I parked the car near a grassy area that separated the vet’s parking lot from a national health club’s lot next door. I carefully removed Spunky from the front seat mess and sat him in the grass. I felt he was safe there while I cleaned the mess and took the debris to a nearby dumpster. He had rarely walked in the last two weeks and if he tried, he didn’t get very far. He was safe or so I thought. Oh, I forgot to mention that the grassy area was higher than the health club parking lot and a small hill slopped down away from where Spunky sat. When I turned back away from the dumpster, I was shocked to see my dog staggering down the short rise, heading toward health club and a foot high curb. I ran to stop him from falling off the curb and got to him with a foot to spare.

I picked him up and this time I sat him down further from the drop off in a wider space in the grassy area. There was more work to do in the car and more debris to take to the dumpster. You guessed it. Gravity had once again captured Spunky and like an asteroid passing a large planet, the health club was drawing him near. Running back to save Spunky was starting to feel like sprint intervals. With just inches from the curb, my right hand slid under his chest and my left under his butt (this time, without shit, so I hoped). His escape attempt was ended. It was now time. The appointment was waiting. Both of us, still slightly shit stained, walked into the vets’ office. Spunky, rage into that dark night!

Since this is a fitness website, you may be asking what does this have to do with fitness.

Good question. Let’s explore the image.

It has been stated that dogs mature very quickly. They are able to mate within the first year of life. Humans require twelve or more years unless it is some remote and forgotten culture without video games, cell phones and TVs where it might happen sooner. The life quality of dogs remain relatively flat for years but when the end comes, it comes quickly. The last few weeks of a dog’s life equates to perhaps several human years. Deterioration is unexpectedly rapid. So here is Spunky, sitting in the grass at the very end of his life with perhaps only minutes left, being pulled toward a health club in what seemed to be a desperate attempt to run away from certain death.

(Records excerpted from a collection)
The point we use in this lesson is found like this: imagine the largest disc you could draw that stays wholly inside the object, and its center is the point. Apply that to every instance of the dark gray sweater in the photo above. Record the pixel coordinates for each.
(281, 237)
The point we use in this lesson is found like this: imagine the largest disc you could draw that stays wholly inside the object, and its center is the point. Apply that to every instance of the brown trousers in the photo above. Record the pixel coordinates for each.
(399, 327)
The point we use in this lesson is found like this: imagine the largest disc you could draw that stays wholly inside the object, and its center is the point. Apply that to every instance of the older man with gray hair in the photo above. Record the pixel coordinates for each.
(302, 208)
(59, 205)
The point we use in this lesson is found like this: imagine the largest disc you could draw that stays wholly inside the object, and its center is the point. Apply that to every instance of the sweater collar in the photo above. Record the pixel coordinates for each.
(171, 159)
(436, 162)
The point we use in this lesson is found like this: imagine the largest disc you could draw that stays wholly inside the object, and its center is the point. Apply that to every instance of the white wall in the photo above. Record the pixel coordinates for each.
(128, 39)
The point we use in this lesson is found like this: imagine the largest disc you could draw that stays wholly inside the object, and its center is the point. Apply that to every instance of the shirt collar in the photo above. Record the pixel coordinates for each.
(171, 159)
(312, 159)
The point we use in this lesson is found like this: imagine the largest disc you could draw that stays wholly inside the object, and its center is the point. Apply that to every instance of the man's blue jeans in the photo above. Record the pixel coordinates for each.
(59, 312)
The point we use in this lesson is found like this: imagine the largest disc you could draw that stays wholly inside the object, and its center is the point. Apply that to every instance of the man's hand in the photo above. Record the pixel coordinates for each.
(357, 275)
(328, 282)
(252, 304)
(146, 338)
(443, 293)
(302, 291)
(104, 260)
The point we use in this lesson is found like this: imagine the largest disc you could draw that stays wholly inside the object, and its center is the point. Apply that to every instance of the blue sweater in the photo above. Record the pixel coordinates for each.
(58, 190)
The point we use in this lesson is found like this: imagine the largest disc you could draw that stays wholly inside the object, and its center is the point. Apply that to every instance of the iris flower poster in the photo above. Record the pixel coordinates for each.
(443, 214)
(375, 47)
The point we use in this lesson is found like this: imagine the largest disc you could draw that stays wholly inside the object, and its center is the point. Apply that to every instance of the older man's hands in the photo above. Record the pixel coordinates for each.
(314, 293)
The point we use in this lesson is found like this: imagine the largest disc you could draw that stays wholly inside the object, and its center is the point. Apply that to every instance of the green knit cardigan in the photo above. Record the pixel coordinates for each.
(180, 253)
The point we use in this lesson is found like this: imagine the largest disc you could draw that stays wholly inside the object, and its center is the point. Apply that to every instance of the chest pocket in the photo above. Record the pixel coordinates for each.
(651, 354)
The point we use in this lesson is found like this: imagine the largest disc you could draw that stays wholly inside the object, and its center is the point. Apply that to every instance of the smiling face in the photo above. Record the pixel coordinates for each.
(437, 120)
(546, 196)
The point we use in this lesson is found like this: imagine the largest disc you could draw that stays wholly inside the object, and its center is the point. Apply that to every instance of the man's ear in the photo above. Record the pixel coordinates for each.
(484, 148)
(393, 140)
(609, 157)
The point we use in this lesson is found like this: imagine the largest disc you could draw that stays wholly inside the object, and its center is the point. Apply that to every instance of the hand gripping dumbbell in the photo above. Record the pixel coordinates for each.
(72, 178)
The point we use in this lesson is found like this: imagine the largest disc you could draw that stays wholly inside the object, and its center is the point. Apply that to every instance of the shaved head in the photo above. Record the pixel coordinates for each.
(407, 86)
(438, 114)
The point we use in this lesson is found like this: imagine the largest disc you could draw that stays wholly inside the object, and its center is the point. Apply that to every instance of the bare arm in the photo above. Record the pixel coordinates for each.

(Description of the task) In the account of Spunky, what does the remote and forgotten culture lack? List each item.

(Answer section)
- video games
- cell phones
- TVs